◆ **Tekstfragment**:
----

Sommige artiesten maken platen vol sonische napalm die gemaakt
is in garages waar het zweet van de muren druipt, anderen laten in
lang uitgesponnen songs vlinders uit hun pistolen ontsnappen die
langzaam rond je cirkelen en zorgen voor een gestadige, maar
onvermijdelijke bedwelming. Joanna Newsom behoort overduidelijk tot
de laatste categorie. ‘Ys’, haar tweede worp, lijkt een rotsblok
dat Sisyphus een depressie zou bezorgen, maar voelt aan als een
frivool dwarrelend veertje dat ze in onze richting blaast. Vijf
nummers, vijfenvijftig minuten en een apocalyptische woordenvloed:
‘Ys’ lijkt arty farty gezever, maar het is een meeslepende
kunststukje geworden van een integere, fascinerende artieste.

----

◆ **Geselecteerde gegevens**:
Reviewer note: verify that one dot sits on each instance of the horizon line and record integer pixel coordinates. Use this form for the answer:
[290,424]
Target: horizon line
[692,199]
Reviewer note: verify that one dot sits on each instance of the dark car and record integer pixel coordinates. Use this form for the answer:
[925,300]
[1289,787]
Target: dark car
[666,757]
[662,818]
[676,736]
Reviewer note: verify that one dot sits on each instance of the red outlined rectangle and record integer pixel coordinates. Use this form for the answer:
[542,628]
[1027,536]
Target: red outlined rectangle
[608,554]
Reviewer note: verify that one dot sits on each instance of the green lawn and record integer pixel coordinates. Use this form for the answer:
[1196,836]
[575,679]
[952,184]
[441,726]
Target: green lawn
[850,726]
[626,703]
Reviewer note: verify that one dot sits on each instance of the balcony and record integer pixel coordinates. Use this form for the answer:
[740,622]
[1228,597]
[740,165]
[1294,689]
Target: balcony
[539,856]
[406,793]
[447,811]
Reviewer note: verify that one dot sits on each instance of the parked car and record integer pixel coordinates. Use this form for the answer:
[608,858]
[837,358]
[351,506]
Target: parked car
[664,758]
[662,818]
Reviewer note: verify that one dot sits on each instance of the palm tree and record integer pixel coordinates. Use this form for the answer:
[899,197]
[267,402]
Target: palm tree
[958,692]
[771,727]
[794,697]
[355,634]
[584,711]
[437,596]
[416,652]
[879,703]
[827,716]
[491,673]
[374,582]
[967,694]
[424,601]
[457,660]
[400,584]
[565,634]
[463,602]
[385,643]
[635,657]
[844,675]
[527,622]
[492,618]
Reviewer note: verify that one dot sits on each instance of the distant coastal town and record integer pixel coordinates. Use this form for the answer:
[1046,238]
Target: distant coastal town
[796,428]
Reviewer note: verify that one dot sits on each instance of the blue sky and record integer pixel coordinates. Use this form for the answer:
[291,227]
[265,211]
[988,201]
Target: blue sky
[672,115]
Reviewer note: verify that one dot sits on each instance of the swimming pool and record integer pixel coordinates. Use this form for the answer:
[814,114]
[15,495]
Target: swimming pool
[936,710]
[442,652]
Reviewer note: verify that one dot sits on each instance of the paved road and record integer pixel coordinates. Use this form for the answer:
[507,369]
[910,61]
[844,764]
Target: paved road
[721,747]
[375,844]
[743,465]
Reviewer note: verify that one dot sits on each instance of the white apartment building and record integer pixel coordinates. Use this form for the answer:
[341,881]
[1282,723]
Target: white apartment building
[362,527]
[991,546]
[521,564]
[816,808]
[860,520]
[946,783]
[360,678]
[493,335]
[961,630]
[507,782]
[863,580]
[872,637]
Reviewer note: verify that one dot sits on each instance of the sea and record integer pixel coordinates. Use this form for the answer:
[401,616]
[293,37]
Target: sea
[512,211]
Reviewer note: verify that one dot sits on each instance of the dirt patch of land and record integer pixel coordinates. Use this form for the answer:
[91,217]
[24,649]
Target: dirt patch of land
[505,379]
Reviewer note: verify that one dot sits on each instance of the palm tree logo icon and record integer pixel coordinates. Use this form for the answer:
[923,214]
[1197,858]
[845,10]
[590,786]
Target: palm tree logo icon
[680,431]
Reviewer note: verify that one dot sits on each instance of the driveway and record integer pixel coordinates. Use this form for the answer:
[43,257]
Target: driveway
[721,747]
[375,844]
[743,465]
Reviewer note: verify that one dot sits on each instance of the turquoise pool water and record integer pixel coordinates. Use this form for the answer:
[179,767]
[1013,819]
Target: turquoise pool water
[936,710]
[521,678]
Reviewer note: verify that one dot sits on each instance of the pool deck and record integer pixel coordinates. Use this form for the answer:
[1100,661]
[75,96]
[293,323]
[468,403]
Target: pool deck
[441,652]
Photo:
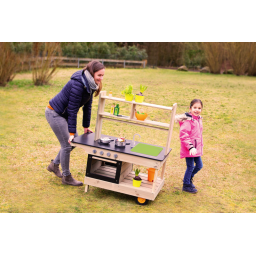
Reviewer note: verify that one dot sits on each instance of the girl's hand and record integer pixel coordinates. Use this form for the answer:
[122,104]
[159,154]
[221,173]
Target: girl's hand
[71,138]
[87,130]
[193,151]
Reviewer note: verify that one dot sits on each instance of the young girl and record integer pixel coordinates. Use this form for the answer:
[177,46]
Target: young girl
[191,139]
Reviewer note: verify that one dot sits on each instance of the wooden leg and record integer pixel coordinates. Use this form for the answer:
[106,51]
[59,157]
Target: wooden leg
[163,170]
[154,182]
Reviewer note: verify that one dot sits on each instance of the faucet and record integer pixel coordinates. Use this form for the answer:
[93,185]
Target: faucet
[133,142]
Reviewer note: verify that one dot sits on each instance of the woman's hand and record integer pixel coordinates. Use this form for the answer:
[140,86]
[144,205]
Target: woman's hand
[71,138]
[87,130]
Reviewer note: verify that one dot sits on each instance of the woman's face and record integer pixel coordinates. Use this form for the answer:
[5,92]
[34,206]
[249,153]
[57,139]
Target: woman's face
[98,76]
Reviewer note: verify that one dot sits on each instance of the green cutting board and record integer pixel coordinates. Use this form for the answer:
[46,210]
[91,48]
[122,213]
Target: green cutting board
[147,149]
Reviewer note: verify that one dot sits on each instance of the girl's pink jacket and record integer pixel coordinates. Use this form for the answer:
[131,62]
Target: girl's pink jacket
[191,129]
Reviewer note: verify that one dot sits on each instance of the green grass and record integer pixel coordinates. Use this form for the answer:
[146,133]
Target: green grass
[225,184]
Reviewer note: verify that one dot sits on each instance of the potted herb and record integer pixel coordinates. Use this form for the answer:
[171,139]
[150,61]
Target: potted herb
[127,92]
[137,179]
[141,116]
[140,97]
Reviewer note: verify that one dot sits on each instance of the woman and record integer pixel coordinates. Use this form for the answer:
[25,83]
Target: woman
[61,114]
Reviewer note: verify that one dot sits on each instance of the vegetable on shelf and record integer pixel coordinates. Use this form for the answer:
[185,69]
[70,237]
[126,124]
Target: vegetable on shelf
[137,179]
[140,97]
[128,92]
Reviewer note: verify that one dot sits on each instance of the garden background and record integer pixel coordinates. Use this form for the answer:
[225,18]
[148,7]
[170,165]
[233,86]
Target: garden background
[225,184]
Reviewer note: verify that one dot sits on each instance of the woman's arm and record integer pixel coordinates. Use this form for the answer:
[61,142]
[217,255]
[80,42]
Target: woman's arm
[87,109]
[75,97]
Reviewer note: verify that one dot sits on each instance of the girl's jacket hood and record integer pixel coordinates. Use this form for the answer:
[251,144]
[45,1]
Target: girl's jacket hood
[191,128]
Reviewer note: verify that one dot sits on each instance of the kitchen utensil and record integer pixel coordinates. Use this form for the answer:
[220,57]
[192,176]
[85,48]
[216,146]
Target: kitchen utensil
[121,143]
[105,140]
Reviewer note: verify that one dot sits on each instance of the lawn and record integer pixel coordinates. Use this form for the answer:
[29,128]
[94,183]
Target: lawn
[225,184]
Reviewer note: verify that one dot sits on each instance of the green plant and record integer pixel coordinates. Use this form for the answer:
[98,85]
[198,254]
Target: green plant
[143,88]
[128,90]
[137,172]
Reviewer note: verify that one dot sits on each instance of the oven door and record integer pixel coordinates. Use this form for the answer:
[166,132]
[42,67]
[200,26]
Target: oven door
[103,169]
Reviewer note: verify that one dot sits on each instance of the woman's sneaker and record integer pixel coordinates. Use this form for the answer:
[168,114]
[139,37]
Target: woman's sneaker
[188,188]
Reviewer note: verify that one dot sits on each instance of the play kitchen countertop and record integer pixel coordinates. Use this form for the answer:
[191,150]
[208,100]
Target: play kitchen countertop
[112,150]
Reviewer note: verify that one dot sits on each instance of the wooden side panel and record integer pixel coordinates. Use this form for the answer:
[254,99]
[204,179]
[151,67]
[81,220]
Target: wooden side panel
[126,169]
[121,188]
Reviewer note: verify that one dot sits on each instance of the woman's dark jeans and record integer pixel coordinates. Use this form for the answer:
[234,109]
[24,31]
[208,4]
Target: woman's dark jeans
[191,168]
[59,126]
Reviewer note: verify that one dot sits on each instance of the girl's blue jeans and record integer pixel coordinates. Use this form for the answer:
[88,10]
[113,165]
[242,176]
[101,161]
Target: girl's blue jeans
[191,168]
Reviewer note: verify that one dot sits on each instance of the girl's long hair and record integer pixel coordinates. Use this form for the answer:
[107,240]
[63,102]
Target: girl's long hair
[93,67]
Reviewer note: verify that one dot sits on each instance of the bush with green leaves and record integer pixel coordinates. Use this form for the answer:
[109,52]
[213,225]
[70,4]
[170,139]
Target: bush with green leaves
[128,90]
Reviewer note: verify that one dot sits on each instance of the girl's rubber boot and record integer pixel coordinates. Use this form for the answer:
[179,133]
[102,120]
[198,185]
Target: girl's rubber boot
[55,169]
[188,188]
[191,183]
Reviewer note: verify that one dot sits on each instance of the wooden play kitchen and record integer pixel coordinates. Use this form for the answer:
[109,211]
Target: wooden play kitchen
[111,167]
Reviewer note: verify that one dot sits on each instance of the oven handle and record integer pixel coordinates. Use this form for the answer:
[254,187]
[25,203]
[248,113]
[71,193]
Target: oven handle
[104,160]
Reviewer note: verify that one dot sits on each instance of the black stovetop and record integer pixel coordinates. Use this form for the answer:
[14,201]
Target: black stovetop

----

◆ **Vereiste acties**:
A. Beantwoord over de recensie van ‘Ys’ de volgende vragen:
(i) Tot welke categorie artiesten behoort Joanna Newsom volgens de recensie?
(ii) De hoeveelste plaat van Joanna Newsom is ‘Ys’?
(iii) Hoeveel nummers en hoeveel minuten telt ‘Ys’?
B. Schrijf het vervolg van de recensie van ‘Ys’, te beginnen na de laatste zin.
De items hebben niets te maken met de recensie van ‘Ys’.

◆ **Antwoorden per opdracht**:
A.
(i) Tot de laatste categorie: artiesten die in lang uitgesponnen songs vlinders uit hun pistolen laten ontsnappen.
(ii) Haar tweede.
(iii) Vijf nummers en vijfenvijftig minuten.

B.
Werkelijk alles aan ‘Ys’ is bijzonder: de gouden bladrandjes van
het booklet, de hoes die van Jan Van Eyck had kunnen zijn, maar
vooral de muziek en de teksten die doorsopt zijn van de magische
toverdrank van Joanna Newsom. De grote zin voor detail en de
symbolische kracht die de Vlaamse Primitieven in hun werk stopten,
zijn ook inherent aan ‘Ys’. Newsom schildert folkverhalen met Steve
Albini, Van Dyke Parks en Jim O’ Rourke als meesterknechten en het
resultaat draagt een tijdloze bijzonderheid in zich om van te
duizelen.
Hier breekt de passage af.